--- Task directions ---
The entries that follow need to be retyped verbatim.

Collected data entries
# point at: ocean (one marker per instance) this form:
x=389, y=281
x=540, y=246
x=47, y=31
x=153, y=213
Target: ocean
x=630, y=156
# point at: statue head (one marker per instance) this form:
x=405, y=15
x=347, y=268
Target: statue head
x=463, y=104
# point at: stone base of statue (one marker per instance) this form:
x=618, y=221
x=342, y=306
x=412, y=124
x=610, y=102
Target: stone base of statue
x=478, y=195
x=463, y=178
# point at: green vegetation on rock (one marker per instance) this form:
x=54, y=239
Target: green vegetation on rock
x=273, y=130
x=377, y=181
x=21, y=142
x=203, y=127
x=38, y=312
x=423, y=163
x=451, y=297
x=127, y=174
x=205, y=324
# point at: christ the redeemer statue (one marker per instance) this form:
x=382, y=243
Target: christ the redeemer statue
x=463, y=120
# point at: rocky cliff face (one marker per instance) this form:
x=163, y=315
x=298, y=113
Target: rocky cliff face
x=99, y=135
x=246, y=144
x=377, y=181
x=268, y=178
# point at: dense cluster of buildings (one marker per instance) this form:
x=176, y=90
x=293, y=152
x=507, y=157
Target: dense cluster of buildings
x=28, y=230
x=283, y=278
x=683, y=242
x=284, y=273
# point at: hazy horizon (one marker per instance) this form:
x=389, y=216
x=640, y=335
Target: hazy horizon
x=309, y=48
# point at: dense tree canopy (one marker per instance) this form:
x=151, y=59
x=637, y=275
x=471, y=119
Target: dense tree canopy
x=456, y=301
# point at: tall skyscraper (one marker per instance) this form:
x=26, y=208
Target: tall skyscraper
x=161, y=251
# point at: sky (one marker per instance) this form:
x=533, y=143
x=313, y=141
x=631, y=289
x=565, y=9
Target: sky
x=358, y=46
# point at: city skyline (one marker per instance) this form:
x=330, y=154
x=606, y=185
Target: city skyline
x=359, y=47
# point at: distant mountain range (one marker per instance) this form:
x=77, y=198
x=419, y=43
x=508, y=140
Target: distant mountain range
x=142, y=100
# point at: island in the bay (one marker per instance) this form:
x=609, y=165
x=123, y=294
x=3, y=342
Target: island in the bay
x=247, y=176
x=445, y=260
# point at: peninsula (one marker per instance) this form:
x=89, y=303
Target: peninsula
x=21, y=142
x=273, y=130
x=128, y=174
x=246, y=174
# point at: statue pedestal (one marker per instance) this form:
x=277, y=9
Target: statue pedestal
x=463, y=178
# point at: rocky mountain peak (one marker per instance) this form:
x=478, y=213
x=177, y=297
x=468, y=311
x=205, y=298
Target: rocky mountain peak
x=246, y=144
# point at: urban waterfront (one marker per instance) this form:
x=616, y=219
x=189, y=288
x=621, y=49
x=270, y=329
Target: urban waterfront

--- Expected output ---
# point at: ocean (one marker per instance) this form:
x=389, y=281
x=540, y=246
x=47, y=31
x=153, y=213
Target: ocean
x=630, y=156
# point at: statue head (one marker per instance) this form:
x=405, y=15
x=347, y=268
Target: statue head
x=463, y=104
# point at: stone base of statue (one marker per instance) this form:
x=618, y=221
x=342, y=306
x=412, y=124
x=610, y=102
Target: stone base of statue
x=478, y=195
x=463, y=178
# point at: green vegetation on rock (one marker per instance) this form:
x=54, y=239
Target: green vegetation on rock
x=273, y=130
x=377, y=181
x=21, y=142
x=203, y=127
x=38, y=312
x=423, y=163
x=451, y=297
x=127, y=174
x=205, y=324
# point at: christ the redeemer statue (one marker per instance) this form:
x=382, y=243
Target: christ the redeemer statue
x=463, y=120
# point at: rocky cliff face (one marker per instance) this form:
x=163, y=315
x=298, y=113
Target: rocky cliff face
x=99, y=135
x=246, y=144
x=377, y=181
x=268, y=178
# point at: dense cluster of buildings (one marker per instance) this form:
x=176, y=90
x=293, y=152
x=507, y=157
Target: dense cluster of buildings
x=28, y=230
x=283, y=278
x=683, y=242
x=284, y=273
# point at: hazy horizon (one marker per instance) this form:
x=389, y=216
x=640, y=335
Target: hazy horizon
x=309, y=48
# point at: dense tree canopy (one marker per instance) this form:
x=151, y=59
x=637, y=275
x=471, y=119
Target: dense tree canopy
x=456, y=301
# point at: tall skyscraper (one marker per instance) this form:
x=26, y=208
Target: tall skyscraper
x=161, y=251
# point at: sky (one marker per instance) this form:
x=533, y=143
x=313, y=141
x=631, y=289
x=565, y=9
Target: sky
x=358, y=46
# point at: city skyline (one marker per instance) this form:
x=330, y=154
x=606, y=185
Target: city skyline
x=359, y=47
# point at: distant mountain range (one marker per instance) this form:
x=77, y=198
x=419, y=43
x=508, y=140
Target: distant mountain range
x=142, y=100
# point at: island in the bay (one marker per instance) this form:
x=609, y=165
x=123, y=294
x=3, y=342
Target: island in the bay
x=247, y=176
x=445, y=260
# point at: peninsula (one marker per instance) this form:
x=89, y=303
Target: peninsula
x=21, y=142
x=273, y=130
x=128, y=174
x=246, y=174
# point at: statue pedestal (one marker per instance) this form:
x=277, y=9
Target: statue pedestal
x=463, y=178
# point at: rocky mountain peak (one marker per instance) this form:
x=478, y=213
x=177, y=297
x=468, y=311
x=205, y=298
Target: rocky mountain peak
x=246, y=144
# point at: urban waterfront (one marker per instance) this form:
x=616, y=219
x=189, y=288
x=621, y=49
x=270, y=329
Target: urban waterfront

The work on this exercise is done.